### PROBLEM SET
a: Translate this sentence from the blog post about THE RATS into Spanish: "The first printing sold out in three weeks."
b: According to the blog post about THE RATS, how long ago did the writer last read the book?
c: Continue the blog post about THE RATS from where it stops, giving the reasons the story frightens the writer.

=== DOCUMENT TEXT ===

The first volume, and the topic of this blog, is THE RATS, the first volume in the series.
As I picked up the recently-issued reprint from Centipede Press (gorgeous!), many thoughts passed through my mind. The last time I read the book was forty years ago. Reading a book from one’s youth is fraught with danger. Will the story hold up? Will it still be compelling? Will I care about the characters? Have I remembered it with more vibrancy than there is?
And most concerning, now that I am a published horror writer myself, would I cast an too critical eye upon it? (Not that I claim to be in Mr. Herbert's realm, it's just that one begins to notice poor storytelling, plot anomalies, and odd phrasing.)
As background, THE RATS was Herbert’s first work. Decried by many when it was published for excessive gore and violence, the book became an instant bestseller. The first printing sold out in three weeks.
A writer’s dream.
The story line was simple: an outbreak of large black rats threatens London. Nasty, sharp-toothed, aggressive, and laden with disease, the rats pour into one of the poorest neighborhoods of London, wreaking havoc and killing, killing, and oh yeah, killing. The story is told through multiple viewpoints although a linear narrative eventually develops. The story builds tension and resolves itself nicely, leaving an opening for a sequel or two.
Now to be visceral.
This story scares the shit out of me. And here’s just a few of the reasons why.

=== SUPPLIED INFORMATION ===

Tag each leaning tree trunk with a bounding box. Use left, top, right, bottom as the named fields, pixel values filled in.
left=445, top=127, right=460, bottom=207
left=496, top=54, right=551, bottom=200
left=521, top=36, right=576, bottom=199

===

### SET OF ANSWERS
a: La primera tirada se agotó en tres semanas.

b: Forty years ago.

c:
The story elevates rats into an unstoppable force of nature. Yes, we all know that pet rats can be cuddly! But these rats are large as medium-sized dogs and vicious with the violence of a rabid wolf-pack. They move across the landscape of the story like a flood of grey-furred water, engulfing all that comes before them.
Worse yet, they are super-intelligent. Imbuing them with mutant-enhanced intelligence, just makes them that much more dangerous. It’s one thing to see a rat scurrying down the street. It’s another to see that rat stop, focus on you with its eyes, and consider whether it's hungry enough to kill and consume you.
Herbert captures this terror with an deft touch and even though I believe I'm pretty immune to descriptive text, he had me squirming more than once. Perhaps it's all that tearing of human flesh...
Lore has it that THE RATS was once an extrapolation of Herbert’s boyhood experiences with rats in the East End of London combined with a late-night watching of Tod Browning’s DRACULA, specifically Renfield’s nightmare of rats.
Thanks to him, all of us readers can share that nightmare. And if you've not read it, I recommend it heartily.